• WHAT YOU HAVE TO DO
Continue the text on sentence embeddings, starting right after its final sentence.

• TEXT BLOCK
## Begin

Sentence Embeddings

The Problem

Word embeddings (Word2Vec, GloVe) gave us vectors per word. But most useful comparisons happen at the sentence or paragraph level: “is this query about the same topic as this passage?”, “is this customer review a complaint?”, “do these two product descriptions match?“. The naive fix — average the word vectors — destroys word order and ignores syntactic structure (“the dog bit the man” averages to the same thing as “the man bit the dog”). For BERT-era systems, you could feed two sentences together through a cross-encoder and read out a similarity score, but this is O(N) BERT runs per query — useless at scale. The problem: how to compute meaningful sentence-level vectors that work as standalone, comparable, indexable units.

The Key Insight

You can fine-tune a transformer encoder to produce sentence vectors directly — not as a byproduct of next-token prediction or masked-LM, but as the explicit goal — by training on pairs that should or shouldn’t be similar. This produces a bi-encoder: each sentence gets one fixed-dim vector, and similarity is just cosine. The architecture’s expressiveness comes from BERT-scale pretraining; the similarity geometry comes from contrastive fine-tuning.

Mechanism in Plain English

Start with a pretrained transformer (BERT, RoBERTa, DistilBERT, or modern decoder-encoder hybrids).
Add a pooling step: mean-pool the token outputs (preferred) or take the [CLS] token (worse) or attention-pool (best for some tasks).
Fine-tune on labeled or weakly-supervised pairs: training pulls the embeddings of similar pairs together, pushes embeddings of dissimilar pairs apart. The standard loss is contrastive (InfoNCE) with in-batch negatives.
At inference: encode each sentence once into a vector. Store in a vector index (FAISS, Annoy, Vespa). For any query, encode once and retrieve via approximate nearest neighbor.

## End

[Point-based annotation data]
## Begin

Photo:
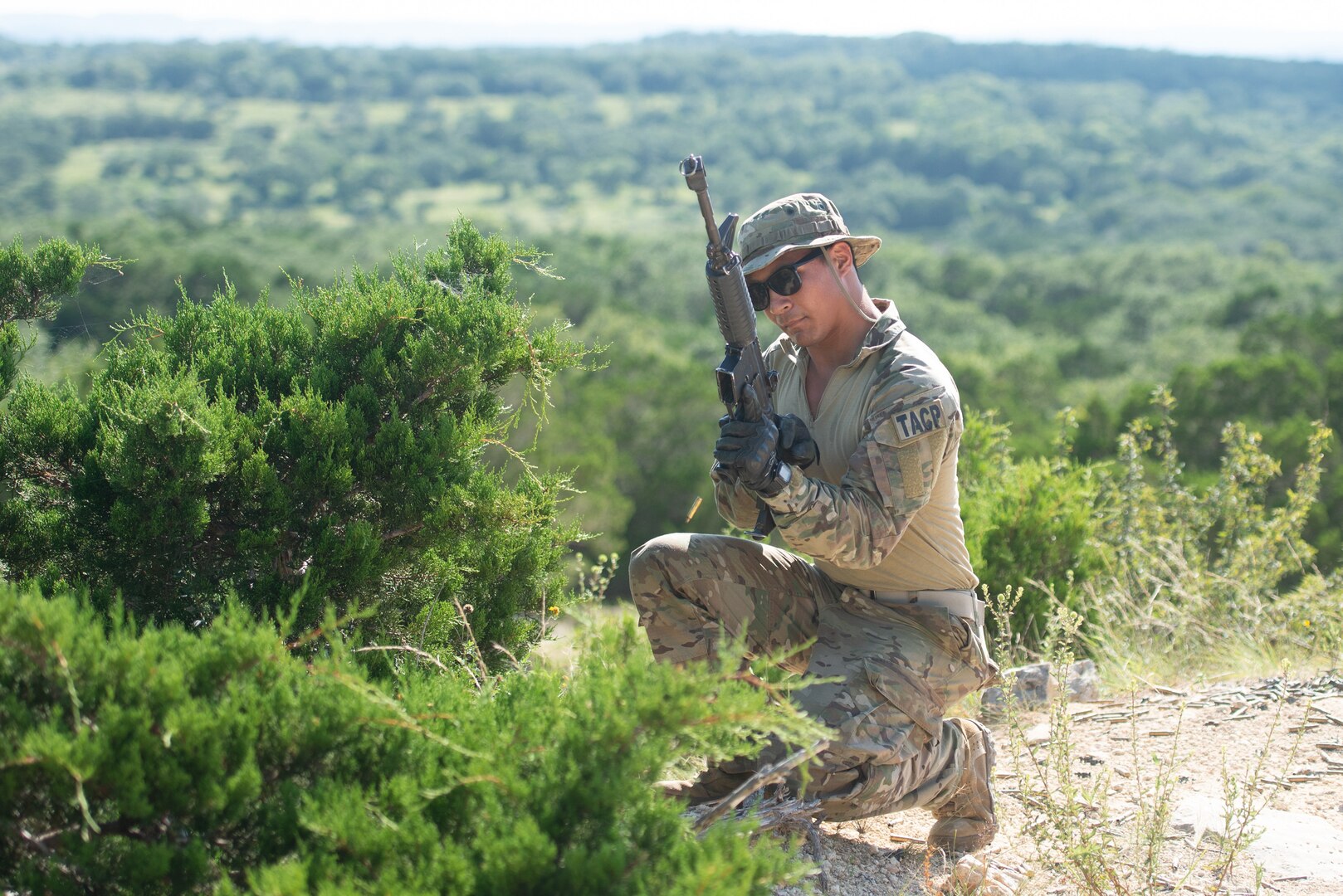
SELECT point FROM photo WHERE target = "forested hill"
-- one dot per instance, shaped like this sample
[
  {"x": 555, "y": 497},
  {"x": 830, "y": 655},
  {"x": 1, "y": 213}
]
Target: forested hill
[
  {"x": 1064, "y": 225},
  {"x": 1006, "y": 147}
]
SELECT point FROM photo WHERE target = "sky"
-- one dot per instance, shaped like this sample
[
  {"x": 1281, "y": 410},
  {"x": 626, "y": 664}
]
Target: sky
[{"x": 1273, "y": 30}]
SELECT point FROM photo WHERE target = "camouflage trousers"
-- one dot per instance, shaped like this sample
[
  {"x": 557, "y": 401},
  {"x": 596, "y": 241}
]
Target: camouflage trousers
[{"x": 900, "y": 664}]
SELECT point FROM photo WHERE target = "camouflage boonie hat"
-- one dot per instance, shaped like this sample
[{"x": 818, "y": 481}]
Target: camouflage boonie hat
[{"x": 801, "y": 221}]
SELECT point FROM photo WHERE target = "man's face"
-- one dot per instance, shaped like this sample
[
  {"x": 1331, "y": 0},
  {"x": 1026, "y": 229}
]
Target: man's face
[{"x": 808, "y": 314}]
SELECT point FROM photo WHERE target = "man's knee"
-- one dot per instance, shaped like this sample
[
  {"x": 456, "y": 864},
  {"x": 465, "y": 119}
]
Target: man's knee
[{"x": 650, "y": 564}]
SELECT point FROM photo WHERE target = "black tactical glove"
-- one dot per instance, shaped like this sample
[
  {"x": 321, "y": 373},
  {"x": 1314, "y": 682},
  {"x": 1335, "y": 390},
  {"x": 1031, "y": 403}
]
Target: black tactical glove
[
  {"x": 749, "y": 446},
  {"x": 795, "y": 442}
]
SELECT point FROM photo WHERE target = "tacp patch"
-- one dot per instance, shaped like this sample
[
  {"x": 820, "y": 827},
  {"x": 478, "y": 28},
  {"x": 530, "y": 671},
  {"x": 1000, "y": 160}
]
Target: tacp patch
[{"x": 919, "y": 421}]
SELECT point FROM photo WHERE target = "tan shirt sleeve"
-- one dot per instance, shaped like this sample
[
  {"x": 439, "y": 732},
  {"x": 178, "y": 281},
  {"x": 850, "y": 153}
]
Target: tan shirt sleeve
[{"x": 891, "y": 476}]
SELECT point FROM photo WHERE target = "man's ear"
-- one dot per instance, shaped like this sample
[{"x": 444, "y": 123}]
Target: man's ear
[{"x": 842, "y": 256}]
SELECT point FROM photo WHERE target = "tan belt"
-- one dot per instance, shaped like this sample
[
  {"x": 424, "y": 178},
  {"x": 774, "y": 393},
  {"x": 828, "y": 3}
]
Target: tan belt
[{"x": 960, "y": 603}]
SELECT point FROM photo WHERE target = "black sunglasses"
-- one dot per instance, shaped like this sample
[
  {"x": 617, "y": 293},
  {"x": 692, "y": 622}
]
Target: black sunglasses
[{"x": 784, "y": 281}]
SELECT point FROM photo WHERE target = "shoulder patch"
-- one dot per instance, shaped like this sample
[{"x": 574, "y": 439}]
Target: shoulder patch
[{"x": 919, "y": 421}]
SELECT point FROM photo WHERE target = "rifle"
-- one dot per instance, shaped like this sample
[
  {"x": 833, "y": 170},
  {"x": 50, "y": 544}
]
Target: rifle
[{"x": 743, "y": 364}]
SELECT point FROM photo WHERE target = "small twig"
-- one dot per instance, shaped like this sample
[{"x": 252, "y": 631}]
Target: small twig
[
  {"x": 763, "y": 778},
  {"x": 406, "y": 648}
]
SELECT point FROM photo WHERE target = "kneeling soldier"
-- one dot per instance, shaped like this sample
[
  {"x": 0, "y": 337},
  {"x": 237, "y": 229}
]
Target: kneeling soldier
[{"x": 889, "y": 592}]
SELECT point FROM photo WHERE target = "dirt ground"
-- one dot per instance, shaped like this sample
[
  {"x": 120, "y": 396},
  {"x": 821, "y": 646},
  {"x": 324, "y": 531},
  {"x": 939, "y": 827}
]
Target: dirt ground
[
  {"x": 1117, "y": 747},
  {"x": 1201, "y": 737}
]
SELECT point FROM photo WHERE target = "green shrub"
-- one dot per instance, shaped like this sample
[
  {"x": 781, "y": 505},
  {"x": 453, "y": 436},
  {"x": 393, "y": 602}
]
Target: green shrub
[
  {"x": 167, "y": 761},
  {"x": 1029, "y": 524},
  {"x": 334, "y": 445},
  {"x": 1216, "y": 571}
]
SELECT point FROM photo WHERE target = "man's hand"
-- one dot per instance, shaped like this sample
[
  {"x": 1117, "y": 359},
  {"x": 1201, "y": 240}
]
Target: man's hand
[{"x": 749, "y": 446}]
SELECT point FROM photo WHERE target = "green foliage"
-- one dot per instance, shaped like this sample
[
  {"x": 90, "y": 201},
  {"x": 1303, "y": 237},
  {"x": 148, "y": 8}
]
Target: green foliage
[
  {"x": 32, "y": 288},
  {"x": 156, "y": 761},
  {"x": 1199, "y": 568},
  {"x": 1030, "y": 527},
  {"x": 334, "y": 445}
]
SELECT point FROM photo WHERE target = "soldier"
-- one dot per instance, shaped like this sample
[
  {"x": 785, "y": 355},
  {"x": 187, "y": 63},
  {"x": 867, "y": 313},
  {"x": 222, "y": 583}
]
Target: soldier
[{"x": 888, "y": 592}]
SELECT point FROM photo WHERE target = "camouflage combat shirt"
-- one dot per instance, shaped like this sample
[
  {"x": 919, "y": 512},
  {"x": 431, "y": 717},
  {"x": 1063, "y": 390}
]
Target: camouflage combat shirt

## End

• THE ANSWER
ASCII Diagram

SENTENCE A        SENTENCE B
    |                 |
[BERT/encoder]   [BERT/encoder]    (shared weights = "siamese")
    |                 |
[mean pool]       [mean pool]
    |                 |
   u (768d)         v (768d)
       \             /
        \           /
         cosine sim   <-- training target = entailment label / contrastive

Math with Translation

The contrastive (InfoNCE) loss with in-batch negatives:

$L = - \frac{1}{N} \sum_{i = 1}^{N} lo g \frac{e x p ( u _{i} \cdot v _{i} / τ )}{\sum _{j = 1}^{N} e x p ( u _{i} \cdot v _{j} / τ )}$

$u_{i}$ = encoder output for query $i$ .
$v_{i}$ = encoder output for the positive (paired) document.
$v_{j}$ for $j \neq = i$ = in-batch negatives (other documents in the same batch).
$τ$ = temperature, typically 0.02-0.07.
The numerator scores the true positive; the denominator includes all in-batch comparisons.

The model learns to make $u_{i} \cdot v_{i}$ much larger than $u_{i} \cdot v_{j}$ for $j \neq = i$ — i.e., to push positives close and negatives apart in the cosine geometry.

Concrete Walkthrough

TRAINING BATCH (size 4):
  q1 = "How tall is the Eiffel Tower?"           p1 = "The Eiffel Tower is 330m tall."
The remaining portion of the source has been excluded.